Return every item below verbatim, with no character added, removed, or altered.
──────
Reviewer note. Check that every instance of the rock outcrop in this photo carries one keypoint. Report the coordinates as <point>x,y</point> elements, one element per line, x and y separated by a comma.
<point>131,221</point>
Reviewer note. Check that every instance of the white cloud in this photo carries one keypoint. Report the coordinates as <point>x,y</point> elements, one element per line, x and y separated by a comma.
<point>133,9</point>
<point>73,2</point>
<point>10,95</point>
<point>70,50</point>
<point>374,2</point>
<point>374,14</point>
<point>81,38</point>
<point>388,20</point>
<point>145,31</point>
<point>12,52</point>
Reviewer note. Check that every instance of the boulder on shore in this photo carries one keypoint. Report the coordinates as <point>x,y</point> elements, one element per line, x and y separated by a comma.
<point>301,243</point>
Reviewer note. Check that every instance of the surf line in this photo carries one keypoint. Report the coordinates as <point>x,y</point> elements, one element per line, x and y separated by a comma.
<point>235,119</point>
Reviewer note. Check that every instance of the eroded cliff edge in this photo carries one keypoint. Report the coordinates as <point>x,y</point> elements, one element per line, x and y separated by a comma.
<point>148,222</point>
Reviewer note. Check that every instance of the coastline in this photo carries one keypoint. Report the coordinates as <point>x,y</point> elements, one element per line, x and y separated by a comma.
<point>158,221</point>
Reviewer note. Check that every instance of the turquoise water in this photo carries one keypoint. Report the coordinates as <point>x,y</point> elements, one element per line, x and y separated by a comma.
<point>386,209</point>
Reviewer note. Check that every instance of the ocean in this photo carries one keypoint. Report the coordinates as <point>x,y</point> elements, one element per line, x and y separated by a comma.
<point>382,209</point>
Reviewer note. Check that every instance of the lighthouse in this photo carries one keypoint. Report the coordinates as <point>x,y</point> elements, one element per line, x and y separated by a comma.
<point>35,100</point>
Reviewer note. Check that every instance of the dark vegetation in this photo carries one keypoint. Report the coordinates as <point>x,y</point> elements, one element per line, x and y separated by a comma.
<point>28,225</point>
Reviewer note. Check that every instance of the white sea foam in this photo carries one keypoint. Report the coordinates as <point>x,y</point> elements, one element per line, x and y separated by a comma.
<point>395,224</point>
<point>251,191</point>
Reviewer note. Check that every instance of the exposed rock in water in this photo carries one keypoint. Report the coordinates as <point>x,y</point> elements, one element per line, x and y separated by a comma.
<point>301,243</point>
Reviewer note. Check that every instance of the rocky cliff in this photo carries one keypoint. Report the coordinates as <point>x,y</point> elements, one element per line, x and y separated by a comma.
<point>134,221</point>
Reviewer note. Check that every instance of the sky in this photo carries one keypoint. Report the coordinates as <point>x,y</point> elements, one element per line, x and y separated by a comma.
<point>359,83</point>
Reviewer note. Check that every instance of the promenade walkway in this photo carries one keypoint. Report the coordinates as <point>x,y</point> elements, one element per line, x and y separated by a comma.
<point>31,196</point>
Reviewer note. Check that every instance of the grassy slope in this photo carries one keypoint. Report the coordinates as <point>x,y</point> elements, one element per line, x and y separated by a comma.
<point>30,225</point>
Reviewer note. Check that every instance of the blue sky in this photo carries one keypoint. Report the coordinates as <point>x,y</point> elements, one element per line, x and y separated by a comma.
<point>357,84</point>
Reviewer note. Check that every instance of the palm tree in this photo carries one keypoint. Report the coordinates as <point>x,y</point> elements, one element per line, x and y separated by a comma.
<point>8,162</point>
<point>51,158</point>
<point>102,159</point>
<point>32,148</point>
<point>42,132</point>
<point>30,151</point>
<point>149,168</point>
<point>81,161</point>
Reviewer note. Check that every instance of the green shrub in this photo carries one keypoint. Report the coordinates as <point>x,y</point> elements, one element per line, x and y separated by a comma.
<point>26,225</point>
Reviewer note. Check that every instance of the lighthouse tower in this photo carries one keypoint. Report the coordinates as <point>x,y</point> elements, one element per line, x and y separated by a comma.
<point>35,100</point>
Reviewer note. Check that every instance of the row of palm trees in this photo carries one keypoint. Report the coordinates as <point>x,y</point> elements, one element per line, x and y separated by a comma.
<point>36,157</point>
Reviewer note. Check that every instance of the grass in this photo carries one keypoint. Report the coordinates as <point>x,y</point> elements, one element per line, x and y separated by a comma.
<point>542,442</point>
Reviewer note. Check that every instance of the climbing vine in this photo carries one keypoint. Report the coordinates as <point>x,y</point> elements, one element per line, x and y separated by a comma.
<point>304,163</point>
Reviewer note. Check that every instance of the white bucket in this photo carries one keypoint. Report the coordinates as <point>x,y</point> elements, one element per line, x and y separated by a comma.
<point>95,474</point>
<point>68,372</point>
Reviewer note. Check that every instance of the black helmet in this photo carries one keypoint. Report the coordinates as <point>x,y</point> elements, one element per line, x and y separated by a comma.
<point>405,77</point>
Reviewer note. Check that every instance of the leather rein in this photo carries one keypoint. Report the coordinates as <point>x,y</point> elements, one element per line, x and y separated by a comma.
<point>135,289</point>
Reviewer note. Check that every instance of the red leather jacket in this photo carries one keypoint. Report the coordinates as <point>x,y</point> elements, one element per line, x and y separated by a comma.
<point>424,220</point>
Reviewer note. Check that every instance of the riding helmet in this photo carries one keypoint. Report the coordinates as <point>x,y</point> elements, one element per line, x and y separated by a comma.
──────
Result of this exercise ▸
Reviewer note. Check that every instance of the rock outcrop in this photo carries one keypoint. Report the coordinates as <point>x,y</point> elements, one element per line, x and y separated by a comma.
<point>131,221</point>
Reviewer note. Check that every instance of the white cloud in this photo carries one keypoint. Report the coordinates as <point>x,y</point> elements, one element per line, x and y separated by a comma.
<point>133,9</point>
<point>73,2</point>
<point>10,95</point>
<point>70,50</point>
<point>374,2</point>
<point>374,14</point>
<point>81,38</point>
<point>388,20</point>
<point>145,31</point>
<point>12,52</point>
Reviewer note. Check that every instance of the boulder on shore in this photo carries one keypoint. Report the coordinates as <point>x,y</point> elements, one element per line, x and y separated by a comma.
<point>301,243</point>
Reviewer note. Check that every instance of the surf line in this photo carries one keypoint. Report the coordinates as <point>x,y</point> elements, one element per line, x and y separated by a comma.
<point>235,119</point>
Reviewer note. Check that every instance of the eroded cliff edge in this photo carries one keypoint. Report the coordinates as <point>x,y</point> elements, one element per line, x and y separated by a comma.
<point>148,222</point>
Reviewer note. Check that every instance of the coastline in this photo carries one keypoint. Report the coordinates as <point>x,y</point> elements, one element per line, x and y separated by a comma.
<point>158,221</point>
Reviewer note. Check that every instance of the turquoise water in this photo carries one keypoint. Report the coordinates as <point>x,y</point> elements, one element per line, x and y separated by a comma.
<point>386,209</point>
Reviewer note. Check that every instance of the ocean in this photo carries one keypoint. Report the coordinates as <point>x,y</point> elements, one element per line, x and y separated by a comma.
<point>382,209</point>
Reviewer note. Check that every instance of the lighthouse in this photo carries one keypoint. Report the coordinates as <point>x,y</point> elements, one element per line, x and y separated by a comma.
<point>35,100</point>
Reviewer note. Check that every instance of the dark vegetation in this photo carries one keypoint. Report the coordinates as <point>x,y</point> elements, one element per line, x and y separated by a comma.
<point>28,225</point>
Reviewer note. Check that every instance of the white sea foam in this photo carries one keypoint. Report the coordinates as <point>x,y</point> elements, one element per line, x and y separated by a comma.
<point>395,224</point>
<point>251,191</point>
Reviewer note. Check that every instance of the exposed rock in water in this photo carries one keypoint. Report the coordinates as <point>x,y</point> elements, one element per line, x and y separated by a comma.
<point>301,243</point>
Reviewer note. Check that every instance of the rocky cliff in this photo carries one keypoint. Report the coordinates as <point>x,y</point> elements, one element per line, x and y separated by a comma.
<point>134,221</point>
Reviewer note. Check that every instance of the sky in this photo carries one keypoint. Report the coordinates as <point>x,y</point> elements, one element per line, x and y separated by a comma.
<point>359,83</point>
Reviewer note. Check that every instance of the promenade walkway in this photo carries one keypoint. Report the coordinates as <point>x,y</point> elements, one element per line, x and y separated by a comma.
<point>31,196</point>
Reviewer note. Check that every instance of the grassy slope in this photo carries one keypoint. Report the coordinates as <point>x,y</point> elements, one element per line, x and y separated by a comma.
<point>30,225</point>
Reviewer note. Check that every instance of the blue sky in this photo carries one keypoint. Report the coordinates as <point>x,y</point> elements, one element per line, x and y separated by a comma.
<point>357,84</point>
Reviewer note. Check that every instance of the palm tree in this photo carries one keypoint. Report the coordinates as <point>x,y</point> elements, one element per line, x and y separated by a comma.
<point>8,162</point>
<point>51,158</point>
<point>102,159</point>
<point>32,148</point>
<point>42,132</point>
<point>30,151</point>
<point>149,168</point>
<point>81,161</point>
Reviewer note. Check that every instance of the green shrub in this photo carries one keypoint. Report the coordinates as <point>x,y</point> elements, one element per line, x and y separated by a comma.
<point>26,225</point>
Reviewer note. Check that every instance of the lighthouse tower in this photo carries one keypoint. Report the coordinates as <point>x,y</point> elements, one element per line, x and y separated by a comma.
<point>35,100</point>
Reviewer note. Check that every instance of the row of palm trees in this photo carries one keypoint. Report the coordinates as <point>x,y</point> elements, one element per line, x and y separated by a comma.
<point>36,157</point>
Reviewer note. Check that every instance of the grass in this photo carries one keypoint. Report the coordinates as <point>x,y</point> elements, one element per line, x and y separated by a comma.
<point>542,442</point>
Reviewer note. Check that every instance of the climbing vine in this photo carries one keypoint. Report the coordinates as <point>x,y</point> elements, one element per line, x and y separated by a comma.
<point>304,163</point>
Reviewer note. Check that every instance of the white bucket in this photo carries one keypoint. Report the coordinates as <point>x,y</point> elements, one element per line, x and y separated by a comma.
<point>95,474</point>
<point>68,372</point>
Reviewer note. Check that every instance of the black helmet in this photo carries one keypoint. Report the coordinates as <point>x,y</point> elements, one element per line, x and y separated by a comma.
<point>405,77</point>
Reviewer note. Check that every instance of the leather rein in this photo carries one keypoint. Report the coordinates as <point>x,y</point> elements, one element per line, x and y separated by a comma.
<point>135,289</point>
Reviewer note. Check that every instance of the red leather jacket in this photo carries one keypoint. Report the coordinates as <point>x,y</point> elements, one element per line, x and y separated by a comma.
<point>424,220</point>
Reviewer note. Check that every instance of the riding helmet in this photo carries one keypoint. Report the coordinates as <point>x,y</point> elements, one element per line, x and y separated by a comma.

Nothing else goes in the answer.